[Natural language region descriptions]
□ □ □ □ □ □ □

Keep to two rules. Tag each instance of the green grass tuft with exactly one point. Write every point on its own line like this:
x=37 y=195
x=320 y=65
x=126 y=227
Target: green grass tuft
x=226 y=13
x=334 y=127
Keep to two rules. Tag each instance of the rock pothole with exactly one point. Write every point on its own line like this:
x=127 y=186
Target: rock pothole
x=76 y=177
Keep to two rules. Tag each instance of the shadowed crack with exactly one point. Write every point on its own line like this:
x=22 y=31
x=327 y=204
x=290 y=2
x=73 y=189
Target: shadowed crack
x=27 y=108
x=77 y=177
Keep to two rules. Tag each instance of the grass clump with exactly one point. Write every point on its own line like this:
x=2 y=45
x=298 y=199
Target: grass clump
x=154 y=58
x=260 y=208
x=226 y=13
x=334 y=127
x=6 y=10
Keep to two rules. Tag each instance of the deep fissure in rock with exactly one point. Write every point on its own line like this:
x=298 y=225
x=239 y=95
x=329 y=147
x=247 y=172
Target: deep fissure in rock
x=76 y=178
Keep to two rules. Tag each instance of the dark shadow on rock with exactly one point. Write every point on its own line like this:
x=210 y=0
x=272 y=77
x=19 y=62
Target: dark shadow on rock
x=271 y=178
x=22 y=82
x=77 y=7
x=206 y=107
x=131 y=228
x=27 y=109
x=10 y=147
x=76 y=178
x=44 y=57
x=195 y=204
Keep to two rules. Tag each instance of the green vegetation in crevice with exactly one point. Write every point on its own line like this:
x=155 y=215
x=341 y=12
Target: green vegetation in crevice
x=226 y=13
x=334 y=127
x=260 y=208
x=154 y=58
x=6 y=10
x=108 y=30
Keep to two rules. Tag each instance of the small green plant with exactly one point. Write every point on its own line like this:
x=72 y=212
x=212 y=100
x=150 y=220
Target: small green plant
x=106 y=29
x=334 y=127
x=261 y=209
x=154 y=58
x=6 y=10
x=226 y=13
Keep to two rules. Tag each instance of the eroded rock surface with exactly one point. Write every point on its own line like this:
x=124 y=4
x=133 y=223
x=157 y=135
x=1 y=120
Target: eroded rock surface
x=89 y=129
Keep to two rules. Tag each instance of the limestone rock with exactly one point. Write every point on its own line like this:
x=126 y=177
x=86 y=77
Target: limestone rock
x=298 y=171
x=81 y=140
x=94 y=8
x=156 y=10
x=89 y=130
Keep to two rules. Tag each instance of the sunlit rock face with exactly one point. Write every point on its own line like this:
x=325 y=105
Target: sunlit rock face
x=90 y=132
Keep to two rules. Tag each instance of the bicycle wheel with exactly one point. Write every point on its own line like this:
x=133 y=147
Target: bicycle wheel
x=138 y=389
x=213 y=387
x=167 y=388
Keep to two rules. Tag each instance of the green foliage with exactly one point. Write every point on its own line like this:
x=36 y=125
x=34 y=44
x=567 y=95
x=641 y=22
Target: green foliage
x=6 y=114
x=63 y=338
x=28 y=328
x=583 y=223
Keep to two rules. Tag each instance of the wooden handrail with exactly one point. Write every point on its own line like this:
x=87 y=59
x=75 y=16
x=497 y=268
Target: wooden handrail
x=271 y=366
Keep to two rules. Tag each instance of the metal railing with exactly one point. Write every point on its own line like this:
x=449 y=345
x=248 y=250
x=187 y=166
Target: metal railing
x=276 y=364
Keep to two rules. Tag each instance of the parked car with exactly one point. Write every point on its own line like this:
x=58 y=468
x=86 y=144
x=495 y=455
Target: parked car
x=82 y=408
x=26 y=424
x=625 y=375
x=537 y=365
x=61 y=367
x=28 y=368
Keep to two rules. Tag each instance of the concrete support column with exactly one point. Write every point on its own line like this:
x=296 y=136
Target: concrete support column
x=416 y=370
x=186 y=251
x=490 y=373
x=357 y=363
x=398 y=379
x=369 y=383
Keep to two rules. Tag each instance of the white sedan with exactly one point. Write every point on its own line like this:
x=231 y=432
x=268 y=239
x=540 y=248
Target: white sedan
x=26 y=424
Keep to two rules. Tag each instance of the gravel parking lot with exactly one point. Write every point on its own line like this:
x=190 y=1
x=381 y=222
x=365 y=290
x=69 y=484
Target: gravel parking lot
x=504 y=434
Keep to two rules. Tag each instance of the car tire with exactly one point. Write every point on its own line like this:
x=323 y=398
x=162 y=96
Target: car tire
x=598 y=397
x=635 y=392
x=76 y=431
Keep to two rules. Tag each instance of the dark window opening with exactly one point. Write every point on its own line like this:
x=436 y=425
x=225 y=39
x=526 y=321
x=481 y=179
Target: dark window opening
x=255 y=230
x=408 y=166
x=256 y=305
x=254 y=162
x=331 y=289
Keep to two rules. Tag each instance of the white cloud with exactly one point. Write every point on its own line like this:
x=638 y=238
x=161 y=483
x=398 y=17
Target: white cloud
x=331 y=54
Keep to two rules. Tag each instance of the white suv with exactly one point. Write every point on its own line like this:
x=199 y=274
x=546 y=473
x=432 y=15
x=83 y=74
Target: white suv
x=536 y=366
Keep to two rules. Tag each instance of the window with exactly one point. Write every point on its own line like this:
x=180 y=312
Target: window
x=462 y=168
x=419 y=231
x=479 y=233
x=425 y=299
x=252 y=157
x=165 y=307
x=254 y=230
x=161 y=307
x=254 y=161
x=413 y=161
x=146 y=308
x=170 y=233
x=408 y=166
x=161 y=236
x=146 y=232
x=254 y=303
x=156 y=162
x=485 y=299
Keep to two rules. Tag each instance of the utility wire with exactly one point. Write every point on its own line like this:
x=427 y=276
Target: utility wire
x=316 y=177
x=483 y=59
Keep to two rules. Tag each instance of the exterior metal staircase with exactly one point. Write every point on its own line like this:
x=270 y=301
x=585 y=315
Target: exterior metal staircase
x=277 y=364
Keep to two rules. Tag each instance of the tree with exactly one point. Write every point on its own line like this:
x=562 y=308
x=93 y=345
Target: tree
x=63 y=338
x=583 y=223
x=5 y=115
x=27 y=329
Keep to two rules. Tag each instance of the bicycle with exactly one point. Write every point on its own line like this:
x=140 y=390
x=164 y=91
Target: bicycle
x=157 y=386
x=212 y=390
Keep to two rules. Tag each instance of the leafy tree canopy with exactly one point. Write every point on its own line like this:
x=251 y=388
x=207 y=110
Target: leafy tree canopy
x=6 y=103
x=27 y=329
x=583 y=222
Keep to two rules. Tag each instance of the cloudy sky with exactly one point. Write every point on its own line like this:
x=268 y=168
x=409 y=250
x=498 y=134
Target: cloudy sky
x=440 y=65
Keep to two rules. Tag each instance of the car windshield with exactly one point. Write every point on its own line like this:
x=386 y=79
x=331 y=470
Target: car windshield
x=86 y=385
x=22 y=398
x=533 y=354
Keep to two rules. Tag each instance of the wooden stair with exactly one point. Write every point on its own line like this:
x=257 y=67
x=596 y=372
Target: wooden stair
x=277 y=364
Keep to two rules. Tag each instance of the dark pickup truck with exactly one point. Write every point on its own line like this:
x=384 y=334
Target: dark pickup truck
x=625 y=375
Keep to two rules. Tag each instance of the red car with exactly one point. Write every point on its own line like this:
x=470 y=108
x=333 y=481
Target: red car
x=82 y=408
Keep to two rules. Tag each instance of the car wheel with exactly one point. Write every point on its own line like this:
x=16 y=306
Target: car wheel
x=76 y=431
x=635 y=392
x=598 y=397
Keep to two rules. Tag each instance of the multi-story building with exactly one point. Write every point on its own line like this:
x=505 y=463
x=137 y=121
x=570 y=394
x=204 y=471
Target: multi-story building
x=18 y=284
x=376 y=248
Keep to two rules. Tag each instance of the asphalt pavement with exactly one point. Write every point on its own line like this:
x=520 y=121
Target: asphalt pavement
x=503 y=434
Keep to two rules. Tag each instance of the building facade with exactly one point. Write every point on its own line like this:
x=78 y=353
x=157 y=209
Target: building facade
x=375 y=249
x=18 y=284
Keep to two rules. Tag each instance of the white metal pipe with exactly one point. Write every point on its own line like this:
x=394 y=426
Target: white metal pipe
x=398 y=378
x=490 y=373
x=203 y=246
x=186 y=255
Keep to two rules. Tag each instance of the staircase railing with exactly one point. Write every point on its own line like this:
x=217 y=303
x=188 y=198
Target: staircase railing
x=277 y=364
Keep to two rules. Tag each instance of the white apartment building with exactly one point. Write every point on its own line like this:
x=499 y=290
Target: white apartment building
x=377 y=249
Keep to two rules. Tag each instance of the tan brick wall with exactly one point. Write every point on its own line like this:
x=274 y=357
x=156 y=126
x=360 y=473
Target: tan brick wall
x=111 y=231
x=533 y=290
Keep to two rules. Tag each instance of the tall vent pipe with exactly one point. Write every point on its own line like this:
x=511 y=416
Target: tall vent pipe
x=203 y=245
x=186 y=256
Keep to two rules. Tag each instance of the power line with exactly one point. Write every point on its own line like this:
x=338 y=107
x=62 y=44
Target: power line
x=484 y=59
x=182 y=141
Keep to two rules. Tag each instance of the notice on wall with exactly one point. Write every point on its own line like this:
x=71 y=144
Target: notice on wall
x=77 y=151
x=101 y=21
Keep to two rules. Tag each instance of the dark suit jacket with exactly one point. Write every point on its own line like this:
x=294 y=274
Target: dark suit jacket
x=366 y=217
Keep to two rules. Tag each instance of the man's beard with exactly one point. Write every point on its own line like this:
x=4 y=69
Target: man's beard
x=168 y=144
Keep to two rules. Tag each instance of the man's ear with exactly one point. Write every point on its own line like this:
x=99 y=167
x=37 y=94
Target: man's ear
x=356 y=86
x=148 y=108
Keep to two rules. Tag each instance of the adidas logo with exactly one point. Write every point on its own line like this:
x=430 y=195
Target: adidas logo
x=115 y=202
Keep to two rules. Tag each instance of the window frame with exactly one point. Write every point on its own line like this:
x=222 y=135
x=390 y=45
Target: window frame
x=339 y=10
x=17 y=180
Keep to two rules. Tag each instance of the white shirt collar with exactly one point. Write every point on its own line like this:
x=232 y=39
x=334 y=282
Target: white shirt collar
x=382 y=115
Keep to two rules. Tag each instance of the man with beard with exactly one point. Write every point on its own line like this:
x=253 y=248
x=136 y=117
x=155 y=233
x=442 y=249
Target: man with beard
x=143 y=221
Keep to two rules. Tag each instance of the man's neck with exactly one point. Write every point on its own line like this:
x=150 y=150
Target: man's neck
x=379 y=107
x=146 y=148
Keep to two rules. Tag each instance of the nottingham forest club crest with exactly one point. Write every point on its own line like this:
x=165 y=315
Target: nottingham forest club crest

□ □ □ □ □ □ □

Your instructions:
Repeat the entries above verbatim, but only from the line that has "x=365 y=290" down to the line that has "Keep to two rules. Tag each instance of the bicycle with", inclusive.

Result of this task:
x=365 y=290
x=69 y=484
Target: gravel parking lot
x=504 y=434
Keep to two rules. Tag each instance of the car tire with exactly one point. Write every point on its own line like this:
x=323 y=398
x=162 y=96
Target: car tire
x=598 y=397
x=635 y=392
x=76 y=431
Keep to two rules. Tag each instance of the dark window opening with exactly one point. Write every point on its own line like this:
x=436 y=425
x=225 y=39
x=526 y=321
x=481 y=179
Target: dark window opening
x=255 y=230
x=408 y=166
x=256 y=305
x=254 y=162
x=331 y=289
Keep to two rules. Tag each instance of the white cloud with exactly one point. Write every point on its own line like this:
x=638 y=238
x=161 y=483
x=398 y=17
Target: white cloud
x=331 y=54
Keep to two rules. Tag each instance of the white suv with exactly one point. Write every point on its own line like this:
x=199 y=274
x=546 y=473
x=432 y=15
x=83 y=74
Target: white suv
x=536 y=366
Keep to two rules. Tag each instance of the window with exactly one point. Write every point on its own line like this:
x=180 y=312
Target: window
x=462 y=168
x=419 y=231
x=479 y=233
x=425 y=299
x=252 y=157
x=165 y=307
x=254 y=230
x=161 y=307
x=254 y=161
x=413 y=161
x=146 y=308
x=170 y=233
x=408 y=166
x=161 y=236
x=146 y=232
x=254 y=303
x=156 y=162
x=485 y=299
Keep to two rules. Tag each instance of the utility wire with exactly one point. Write every point on its own line like this:
x=427 y=276
Target: utility wire
x=316 y=177
x=483 y=59
Keep to two rules. Tag each instance of the exterior metal staircase with exactly one point. Write every point on its own line like this:
x=270 y=301
x=585 y=315
Target: exterior metal staircase
x=277 y=364
Keep to two rules. Tag each instance of the tree with exactly one point. Write every point on its own line like this:
x=562 y=308
x=93 y=345
Target: tree
x=63 y=338
x=583 y=223
x=5 y=115
x=27 y=329
Keep to two rules. Tag each instance of the bicycle with exactly one point. Write every point on its own line like this:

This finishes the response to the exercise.